-- Records provided follows --

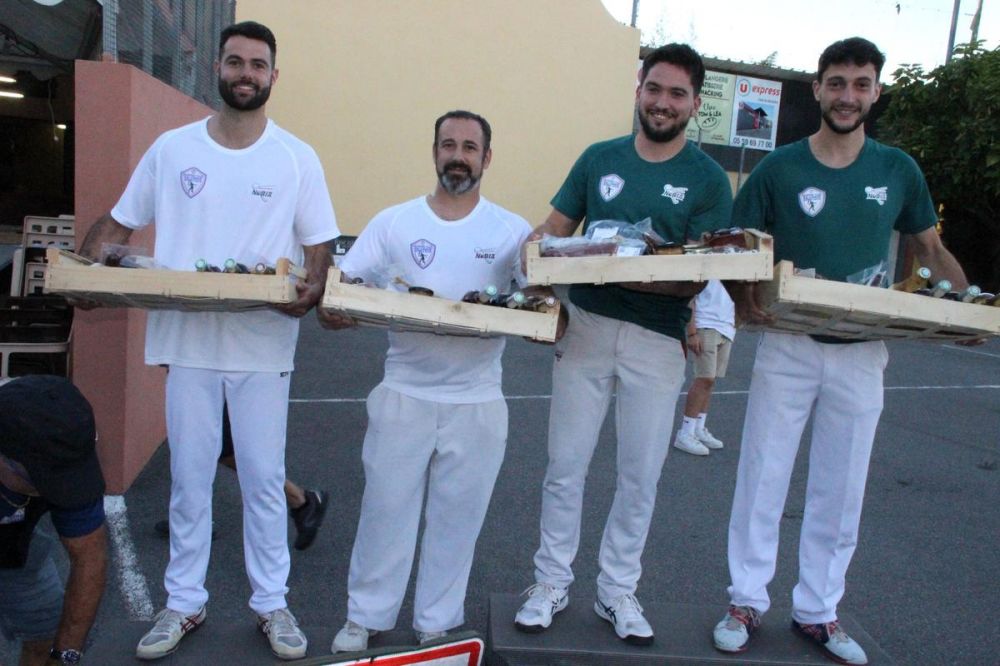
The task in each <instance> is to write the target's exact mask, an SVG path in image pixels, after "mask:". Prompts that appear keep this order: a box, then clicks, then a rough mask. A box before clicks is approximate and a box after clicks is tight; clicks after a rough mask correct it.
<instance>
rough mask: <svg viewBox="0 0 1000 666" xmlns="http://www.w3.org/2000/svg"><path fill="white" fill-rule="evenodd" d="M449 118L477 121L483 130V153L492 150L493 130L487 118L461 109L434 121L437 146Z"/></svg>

-- Records provided concluded --
-- Records provided follows --

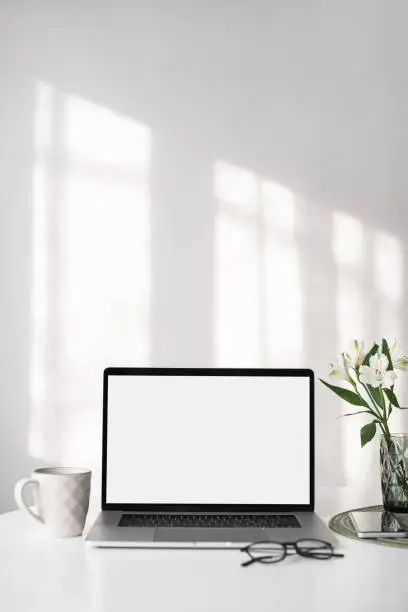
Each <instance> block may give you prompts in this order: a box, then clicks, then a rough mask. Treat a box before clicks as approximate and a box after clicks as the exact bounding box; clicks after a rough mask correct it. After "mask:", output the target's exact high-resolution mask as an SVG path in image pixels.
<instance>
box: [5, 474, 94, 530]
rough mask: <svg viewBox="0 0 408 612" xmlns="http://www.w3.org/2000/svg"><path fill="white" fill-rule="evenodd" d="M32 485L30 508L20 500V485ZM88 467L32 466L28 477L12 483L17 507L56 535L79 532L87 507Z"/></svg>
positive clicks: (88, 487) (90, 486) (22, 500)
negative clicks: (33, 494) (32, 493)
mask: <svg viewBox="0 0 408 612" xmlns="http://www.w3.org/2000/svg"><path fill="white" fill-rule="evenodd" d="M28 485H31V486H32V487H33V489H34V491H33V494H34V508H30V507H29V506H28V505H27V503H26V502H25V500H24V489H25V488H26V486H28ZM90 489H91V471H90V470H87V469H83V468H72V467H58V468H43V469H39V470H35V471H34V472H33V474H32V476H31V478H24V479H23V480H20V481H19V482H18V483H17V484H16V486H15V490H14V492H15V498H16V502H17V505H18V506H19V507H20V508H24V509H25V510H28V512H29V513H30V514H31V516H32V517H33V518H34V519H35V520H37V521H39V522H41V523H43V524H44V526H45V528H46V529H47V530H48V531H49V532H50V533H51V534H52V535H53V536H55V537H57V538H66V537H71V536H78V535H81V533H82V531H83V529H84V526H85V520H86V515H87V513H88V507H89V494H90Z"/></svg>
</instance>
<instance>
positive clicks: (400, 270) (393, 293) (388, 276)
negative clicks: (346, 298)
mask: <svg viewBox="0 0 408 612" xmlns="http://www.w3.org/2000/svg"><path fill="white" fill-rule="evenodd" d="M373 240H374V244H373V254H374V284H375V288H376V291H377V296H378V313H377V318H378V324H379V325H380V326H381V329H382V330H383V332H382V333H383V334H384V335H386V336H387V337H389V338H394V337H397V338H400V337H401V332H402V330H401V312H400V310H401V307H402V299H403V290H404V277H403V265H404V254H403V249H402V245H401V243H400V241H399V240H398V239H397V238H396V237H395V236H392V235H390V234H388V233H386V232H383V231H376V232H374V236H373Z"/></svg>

-- Records provided concluded --
-- Records provided follows --

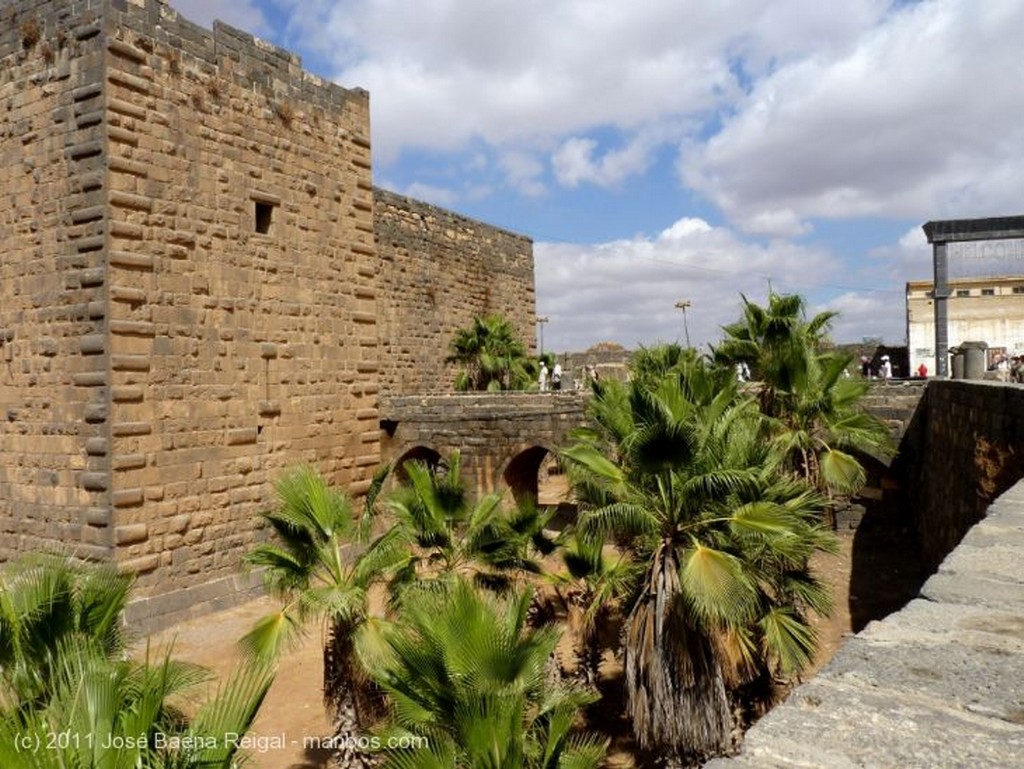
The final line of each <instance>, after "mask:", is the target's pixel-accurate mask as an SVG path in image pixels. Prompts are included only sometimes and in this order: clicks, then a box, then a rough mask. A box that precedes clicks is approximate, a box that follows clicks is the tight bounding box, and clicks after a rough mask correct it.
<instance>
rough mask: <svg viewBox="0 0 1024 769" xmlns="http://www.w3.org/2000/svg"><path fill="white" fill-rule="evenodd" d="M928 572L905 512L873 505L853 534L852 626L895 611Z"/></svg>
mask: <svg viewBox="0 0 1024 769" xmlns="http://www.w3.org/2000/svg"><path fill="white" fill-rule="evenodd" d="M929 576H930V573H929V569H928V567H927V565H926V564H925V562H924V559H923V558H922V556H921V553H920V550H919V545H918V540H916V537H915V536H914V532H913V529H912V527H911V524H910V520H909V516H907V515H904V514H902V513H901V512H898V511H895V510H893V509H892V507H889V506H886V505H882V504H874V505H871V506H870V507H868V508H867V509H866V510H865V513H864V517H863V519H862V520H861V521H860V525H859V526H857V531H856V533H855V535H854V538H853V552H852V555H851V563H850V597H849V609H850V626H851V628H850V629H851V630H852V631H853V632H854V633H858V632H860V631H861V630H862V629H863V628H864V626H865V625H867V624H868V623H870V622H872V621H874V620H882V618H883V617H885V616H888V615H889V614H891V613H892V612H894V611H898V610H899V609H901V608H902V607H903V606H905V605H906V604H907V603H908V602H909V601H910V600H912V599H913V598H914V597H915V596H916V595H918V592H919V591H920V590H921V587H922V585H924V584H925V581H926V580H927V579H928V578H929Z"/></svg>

-- Records provided concluded --

Which lines in the listing above hold the word "positive"? Show each of them.

--- Expected answer ---
positive clicks: (88, 487) (90, 486) (22, 500)
positive clicks: (400, 270) (393, 293) (388, 276)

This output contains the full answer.